_RECORDS TO PROCESS_

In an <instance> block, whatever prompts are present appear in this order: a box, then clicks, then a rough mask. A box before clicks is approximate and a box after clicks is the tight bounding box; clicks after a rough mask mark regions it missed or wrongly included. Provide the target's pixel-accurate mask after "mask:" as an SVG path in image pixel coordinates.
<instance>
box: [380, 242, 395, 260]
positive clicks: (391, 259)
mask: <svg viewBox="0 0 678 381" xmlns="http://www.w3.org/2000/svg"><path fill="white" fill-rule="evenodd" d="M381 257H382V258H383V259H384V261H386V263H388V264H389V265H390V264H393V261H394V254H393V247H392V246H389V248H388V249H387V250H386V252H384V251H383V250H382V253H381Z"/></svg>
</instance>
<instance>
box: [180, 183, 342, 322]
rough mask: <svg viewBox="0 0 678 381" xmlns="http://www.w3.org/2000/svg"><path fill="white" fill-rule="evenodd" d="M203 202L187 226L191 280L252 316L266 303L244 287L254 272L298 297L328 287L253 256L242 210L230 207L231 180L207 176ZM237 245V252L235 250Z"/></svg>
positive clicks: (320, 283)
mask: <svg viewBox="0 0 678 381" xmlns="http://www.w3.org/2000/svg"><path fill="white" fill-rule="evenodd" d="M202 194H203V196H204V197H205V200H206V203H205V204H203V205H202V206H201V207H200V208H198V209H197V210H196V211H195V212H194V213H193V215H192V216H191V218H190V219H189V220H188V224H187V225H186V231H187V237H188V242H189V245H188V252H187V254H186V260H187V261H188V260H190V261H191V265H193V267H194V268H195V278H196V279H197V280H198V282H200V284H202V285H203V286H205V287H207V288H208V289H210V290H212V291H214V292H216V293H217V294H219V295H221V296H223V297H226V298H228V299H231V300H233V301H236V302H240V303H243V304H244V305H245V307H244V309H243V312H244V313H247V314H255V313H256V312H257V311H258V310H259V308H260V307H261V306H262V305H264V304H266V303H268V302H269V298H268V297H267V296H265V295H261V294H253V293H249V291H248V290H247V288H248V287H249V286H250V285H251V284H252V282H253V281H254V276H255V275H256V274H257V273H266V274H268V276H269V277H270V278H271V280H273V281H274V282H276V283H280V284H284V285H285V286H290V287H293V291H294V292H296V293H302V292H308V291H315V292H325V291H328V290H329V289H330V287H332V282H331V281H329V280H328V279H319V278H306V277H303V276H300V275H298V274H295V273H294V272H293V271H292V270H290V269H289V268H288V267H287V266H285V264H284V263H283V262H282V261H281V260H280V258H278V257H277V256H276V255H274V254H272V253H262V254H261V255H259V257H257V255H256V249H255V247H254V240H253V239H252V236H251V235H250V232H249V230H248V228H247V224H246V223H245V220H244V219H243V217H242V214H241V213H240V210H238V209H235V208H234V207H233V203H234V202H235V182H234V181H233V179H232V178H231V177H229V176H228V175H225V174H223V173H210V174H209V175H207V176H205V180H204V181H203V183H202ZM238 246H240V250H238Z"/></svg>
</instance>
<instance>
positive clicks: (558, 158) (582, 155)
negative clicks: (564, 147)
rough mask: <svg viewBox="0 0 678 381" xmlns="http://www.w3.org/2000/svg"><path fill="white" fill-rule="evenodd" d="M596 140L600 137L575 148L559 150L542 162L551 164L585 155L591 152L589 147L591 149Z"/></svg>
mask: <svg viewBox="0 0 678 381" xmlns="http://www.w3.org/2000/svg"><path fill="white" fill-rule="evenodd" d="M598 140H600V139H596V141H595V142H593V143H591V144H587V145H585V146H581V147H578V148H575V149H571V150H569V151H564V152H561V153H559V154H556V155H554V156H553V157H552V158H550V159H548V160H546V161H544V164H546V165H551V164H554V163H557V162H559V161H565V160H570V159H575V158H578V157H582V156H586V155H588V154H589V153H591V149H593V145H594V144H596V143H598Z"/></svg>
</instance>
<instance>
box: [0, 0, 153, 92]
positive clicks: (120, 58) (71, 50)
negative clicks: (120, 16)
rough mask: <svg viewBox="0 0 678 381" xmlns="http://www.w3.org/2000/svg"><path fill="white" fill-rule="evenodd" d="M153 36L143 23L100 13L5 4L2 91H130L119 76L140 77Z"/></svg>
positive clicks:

_WHAT IS EXPECTED_
Output the whole listing exactly.

_REPLY_
In an <instance> block, whatever prompts are present appear in this order: a box, then clicks, then a rough mask. A box before clicks is approximate and a box after clicks is the tight bounding box; clicks after a rough mask mark regions it missed or wrongly included. Provide the target's pixel-accurate mask after "mask:" as an SVG path in image pixel coordinates.
<instance>
box: [380, 242, 395, 260]
positive clicks: (391, 259)
mask: <svg viewBox="0 0 678 381" xmlns="http://www.w3.org/2000/svg"><path fill="white" fill-rule="evenodd" d="M381 257H382V258H383V259H384V261H386V263H388V264H389V265H390V264H393V261H394V254H393V247H392V246H389V248H388V249H387V250H386V252H384V251H383V250H382V253H381Z"/></svg>
</instance>
<instance>
box: [180, 183, 342, 322]
rough mask: <svg viewBox="0 0 678 381" xmlns="http://www.w3.org/2000/svg"><path fill="white" fill-rule="evenodd" d="M203 202L187 226L191 280L252 316L266 303L244 287L254 272L298 297L328 287L253 256L242 210L230 207L231 180L207 176ZM237 245V252L235 250Z"/></svg>
positive clicks: (320, 283)
mask: <svg viewBox="0 0 678 381" xmlns="http://www.w3.org/2000/svg"><path fill="white" fill-rule="evenodd" d="M202 194H203V196H204V197H205V200H206V203H205V204H203V205H202V206H201V207H200V208H198V209H197V210H196V211H195V212H194V213H193V215H192V216H191V218H190V219H189V220H188V224H187V225H186V231H187V237H188V242H189V245H188V252H187V254H186V260H187V261H188V260H190V261H191V265H193V267H194V268H195V278H196V279H197V280H198V282H200V284H202V285H203V286H205V287H207V288H208V289H210V290H212V291H214V292H216V293H217V294H219V295H221V296H223V297H226V298H228V299H231V300H233V301H236V302H240V303H243V304H244V305H245V307H244V309H243V312H244V313H247V314H255V313H256V312H257V311H258V310H259V308H260V307H261V306H262V305H264V304H266V303H268V302H269V298H268V297H267V296H265V295H261V294H253V293H249V291H248V290H247V288H248V287H249V286H250V285H251V284H252V282H253V281H254V276H255V275H256V274H257V273H266V274H268V276H269V277H270V278H271V280H273V281H274V282H276V283H280V284H284V285H285V286H290V287H293V291H294V292H296V293H302V292H308V291H315V292H325V291H328V290H329V289H330V287H332V282H331V281H329V280H328V279H319V278H306V277H303V276H300V275H298V274H295V273H294V272H293V271H292V270H290V269H289V268H288V267H287V266H285V264H284V263H283V262H282V261H281V260H280V258H278V257H277V256H276V255H274V254H272V253H262V254H261V255H259V257H257V255H256V249H255V247H254V240H253V239H252V236H251V235H250V232H249V230H248V228H247V224H246V223H245V220H244V219H243V217H242V214H241V213H240V210H238V209H235V208H234V207H233V203H234V202H235V182H234V181H233V179H232V178H231V177H229V176H228V175H225V174H223V173H210V174H209V175H207V176H205V180H204V181H203V183H202ZM238 246H240V250H238Z"/></svg>
</instance>
<instance>
positive clicks: (558, 158) (582, 155)
negative clicks: (564, 147)
rough mask: <svg viewBox="0 0 678 381" xmlns="http://www.w3.org/2000/svg"><path fill="white" fill-rule="evenodd" d="M596 140L600 137L575 148L559 150L542 162L551 164L585 155L591 152L589 147L591 149Z"/></svg>
mask: <svg viewBox="0 0 678 381" xmlns="http://www.w3.org/2000/svg"><path fill="white" fill-rule="evenodd" d="M598 140H600V139H596V141H595V142H593V143H591V144H587V145H585V146H581V147H578V148H575V149H571V150H569V151H564V152H561V153H559V154H556V155H554V156H553V157H552V158H550V159H548V160H546V161H544V164H546V165H551V164H554V163H557V162H559V161H565V160H570V159H575V158H578V157H582V156H586V155H588V154H589V153H591V149H593V145H594V144H596V143H598Z"/></svg>
</instance>
<instance>
box: [0, 0, 153, 92]
positive clicks: (120, 58) (71, 50)
negative clicks: (120, 16)
rough mask: <svg viewBox="0 0 678 381" xmlns="http://www.w3.org/2000/svg"><path fill="white" fill-rule="evenodd" d="M153 36L143 23L100 13L5 4L2 91H130L119 76L140 77Z"/></svg>
positive clicks:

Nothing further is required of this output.